LISTED RECORDS:
::::
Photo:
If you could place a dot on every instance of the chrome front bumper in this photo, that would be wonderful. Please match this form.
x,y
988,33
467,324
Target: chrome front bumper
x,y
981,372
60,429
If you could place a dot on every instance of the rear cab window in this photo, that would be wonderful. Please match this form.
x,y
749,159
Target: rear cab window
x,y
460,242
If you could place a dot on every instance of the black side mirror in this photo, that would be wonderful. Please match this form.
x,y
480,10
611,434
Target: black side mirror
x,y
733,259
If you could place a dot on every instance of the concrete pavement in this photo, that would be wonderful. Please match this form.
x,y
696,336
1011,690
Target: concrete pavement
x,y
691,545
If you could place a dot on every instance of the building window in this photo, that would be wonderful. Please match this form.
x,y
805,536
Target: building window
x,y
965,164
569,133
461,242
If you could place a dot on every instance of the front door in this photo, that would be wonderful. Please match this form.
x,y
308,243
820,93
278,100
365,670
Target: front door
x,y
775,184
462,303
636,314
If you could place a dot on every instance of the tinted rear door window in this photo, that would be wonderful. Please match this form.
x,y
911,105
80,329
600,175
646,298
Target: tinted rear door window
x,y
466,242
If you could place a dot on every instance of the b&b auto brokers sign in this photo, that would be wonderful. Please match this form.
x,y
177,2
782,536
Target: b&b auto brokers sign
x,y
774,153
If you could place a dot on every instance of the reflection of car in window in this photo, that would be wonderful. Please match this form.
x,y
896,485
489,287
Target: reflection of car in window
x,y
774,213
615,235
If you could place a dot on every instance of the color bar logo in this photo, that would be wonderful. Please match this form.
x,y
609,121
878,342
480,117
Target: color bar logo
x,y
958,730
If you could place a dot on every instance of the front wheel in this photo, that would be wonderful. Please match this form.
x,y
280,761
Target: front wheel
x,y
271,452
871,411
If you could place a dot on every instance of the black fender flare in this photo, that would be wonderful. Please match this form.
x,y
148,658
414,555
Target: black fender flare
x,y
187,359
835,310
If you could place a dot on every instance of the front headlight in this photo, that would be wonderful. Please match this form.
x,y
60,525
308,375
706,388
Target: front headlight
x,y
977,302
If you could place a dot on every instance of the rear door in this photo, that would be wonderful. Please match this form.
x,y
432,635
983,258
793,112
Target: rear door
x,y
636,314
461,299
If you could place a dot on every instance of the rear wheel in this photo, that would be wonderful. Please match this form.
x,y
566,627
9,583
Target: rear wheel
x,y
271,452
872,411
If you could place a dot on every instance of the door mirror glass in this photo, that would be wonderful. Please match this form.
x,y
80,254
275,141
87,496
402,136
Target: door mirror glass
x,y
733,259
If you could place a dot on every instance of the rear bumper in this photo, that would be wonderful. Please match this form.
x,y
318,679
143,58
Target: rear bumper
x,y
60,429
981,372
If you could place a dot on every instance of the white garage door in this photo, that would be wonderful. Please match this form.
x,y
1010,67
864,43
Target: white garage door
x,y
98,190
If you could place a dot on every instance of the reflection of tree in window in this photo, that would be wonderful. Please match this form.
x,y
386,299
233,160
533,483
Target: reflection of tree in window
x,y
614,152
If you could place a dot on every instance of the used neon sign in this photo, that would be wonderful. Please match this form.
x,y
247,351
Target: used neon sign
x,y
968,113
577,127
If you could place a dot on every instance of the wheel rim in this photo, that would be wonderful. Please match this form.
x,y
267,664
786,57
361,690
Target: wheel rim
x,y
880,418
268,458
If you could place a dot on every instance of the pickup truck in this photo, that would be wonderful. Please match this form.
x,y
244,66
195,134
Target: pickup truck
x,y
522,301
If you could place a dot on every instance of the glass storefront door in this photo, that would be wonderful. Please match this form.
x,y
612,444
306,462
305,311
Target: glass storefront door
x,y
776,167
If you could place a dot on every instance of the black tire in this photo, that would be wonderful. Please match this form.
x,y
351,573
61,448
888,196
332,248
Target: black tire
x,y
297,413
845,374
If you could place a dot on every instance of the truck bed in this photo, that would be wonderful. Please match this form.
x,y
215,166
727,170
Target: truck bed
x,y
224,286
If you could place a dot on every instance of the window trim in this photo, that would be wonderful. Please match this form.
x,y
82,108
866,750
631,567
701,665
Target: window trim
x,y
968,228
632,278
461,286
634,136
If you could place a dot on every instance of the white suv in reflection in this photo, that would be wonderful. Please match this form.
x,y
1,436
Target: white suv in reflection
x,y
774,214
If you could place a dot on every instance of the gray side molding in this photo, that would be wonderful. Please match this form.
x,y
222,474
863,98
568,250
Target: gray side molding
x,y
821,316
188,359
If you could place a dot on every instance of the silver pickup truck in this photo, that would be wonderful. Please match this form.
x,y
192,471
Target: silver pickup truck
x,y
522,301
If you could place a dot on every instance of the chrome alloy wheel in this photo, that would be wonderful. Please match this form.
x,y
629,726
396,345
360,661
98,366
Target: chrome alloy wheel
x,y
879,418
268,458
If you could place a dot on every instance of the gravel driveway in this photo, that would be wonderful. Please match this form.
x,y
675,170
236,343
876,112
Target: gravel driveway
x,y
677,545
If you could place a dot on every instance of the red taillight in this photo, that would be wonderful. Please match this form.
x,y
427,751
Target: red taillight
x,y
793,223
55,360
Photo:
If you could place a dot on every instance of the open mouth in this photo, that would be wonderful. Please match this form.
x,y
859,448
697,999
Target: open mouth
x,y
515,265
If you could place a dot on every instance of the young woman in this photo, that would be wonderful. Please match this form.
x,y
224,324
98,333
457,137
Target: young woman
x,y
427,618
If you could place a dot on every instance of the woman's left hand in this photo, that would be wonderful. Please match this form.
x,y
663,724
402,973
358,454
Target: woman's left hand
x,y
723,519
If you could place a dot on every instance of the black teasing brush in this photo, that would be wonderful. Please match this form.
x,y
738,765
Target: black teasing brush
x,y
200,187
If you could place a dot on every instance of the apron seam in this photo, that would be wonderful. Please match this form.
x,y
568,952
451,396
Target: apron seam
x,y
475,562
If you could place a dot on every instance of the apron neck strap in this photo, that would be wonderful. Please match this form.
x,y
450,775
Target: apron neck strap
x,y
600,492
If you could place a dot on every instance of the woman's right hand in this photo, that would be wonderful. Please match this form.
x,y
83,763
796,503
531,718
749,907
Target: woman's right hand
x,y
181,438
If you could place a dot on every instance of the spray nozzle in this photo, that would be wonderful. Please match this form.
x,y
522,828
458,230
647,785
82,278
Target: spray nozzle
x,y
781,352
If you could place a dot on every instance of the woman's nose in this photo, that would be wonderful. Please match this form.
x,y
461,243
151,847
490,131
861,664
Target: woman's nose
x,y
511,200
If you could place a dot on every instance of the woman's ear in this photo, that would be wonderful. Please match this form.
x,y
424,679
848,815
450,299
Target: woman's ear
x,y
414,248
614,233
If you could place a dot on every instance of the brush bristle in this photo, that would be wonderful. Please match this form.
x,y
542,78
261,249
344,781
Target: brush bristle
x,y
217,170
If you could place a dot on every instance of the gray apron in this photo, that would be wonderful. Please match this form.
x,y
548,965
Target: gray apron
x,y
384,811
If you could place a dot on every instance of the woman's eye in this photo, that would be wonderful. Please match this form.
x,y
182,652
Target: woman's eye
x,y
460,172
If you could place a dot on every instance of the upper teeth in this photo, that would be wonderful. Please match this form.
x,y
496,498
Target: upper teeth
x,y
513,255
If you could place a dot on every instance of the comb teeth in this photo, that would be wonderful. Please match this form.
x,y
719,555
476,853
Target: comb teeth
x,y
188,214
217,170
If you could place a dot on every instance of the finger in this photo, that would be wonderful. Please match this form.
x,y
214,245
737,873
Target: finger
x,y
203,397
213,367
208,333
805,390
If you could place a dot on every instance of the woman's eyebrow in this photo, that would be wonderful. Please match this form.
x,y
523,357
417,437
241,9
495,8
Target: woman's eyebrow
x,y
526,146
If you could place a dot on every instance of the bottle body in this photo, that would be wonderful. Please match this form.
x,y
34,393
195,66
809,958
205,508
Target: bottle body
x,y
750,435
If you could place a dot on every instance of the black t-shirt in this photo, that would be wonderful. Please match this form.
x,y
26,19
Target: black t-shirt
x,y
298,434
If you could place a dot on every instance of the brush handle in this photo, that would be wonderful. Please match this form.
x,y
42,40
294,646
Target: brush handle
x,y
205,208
::::
WHAT TO PRODUCE:
Exactly and exclusively, repeat the lines from the line that contains "the brush bristle" through the end of the records, both ends included.

SOLUTION:
If you could place a dot on every instance of the brush bristle in this photo, that would be wonderful. Please match this form.
x,y
542,78
261,249
344,781
Target: brush bristle
x,y
217,170
If you could place a dot on every instance of the gray apron in this photo, that would be wonderful. Please match this form.
x,y
548,965
Target: gray apron
x,y
384,811
If you could place a dot on every instance of the woman's eye in this photo, that would be wonderful. Please match this form.
x,y
182,652
Target: woman's eye
x,y
460,172
If you could place a dot on every instance of the upper teeth in this photo, that would be wonderful. Please match this form.
x,y
496,498
Target: upper teeth
x,y
513,255
If you could place a dot on every instance of the comb teeth in this photo, that would be wonderful. Please match this form.
x,y
719,555
476,853
Target: comb teeth
x,y
188,214
217,170
If you could place a dot on every instance of the finger in this photo, that would be wonderful. Please match this form.
x,y
214,245
737,873
Target: finger
x,y
203,397
213,367
208,333
805,390
If you could place a dot on every instance of the woman's eyebrow in this photo, that would be wonderful. Please match this form.
x,y
523,357
417,437
241,9
495,8
Target: woman's eyebrow
x,y
526,146
If you could place a dot on every instance of the bottle body in this photo, that would be wonderful. Please match this form.
x,y
34,393
195,66
809,958
205,508
Target: bottle body
x,y
750,435
If you could place a dot on every instance of the black t-shirt in this photo, that would be wonderful. Please match this form.
x,y
26,19
Target: black t-shirt
x,y
298,434
If you could place a dot on every instance of the brush handle in this photo, that would be wonderful. Please match this form.
x,y
42,40
294,646
Target: brush handle
x,y
205,208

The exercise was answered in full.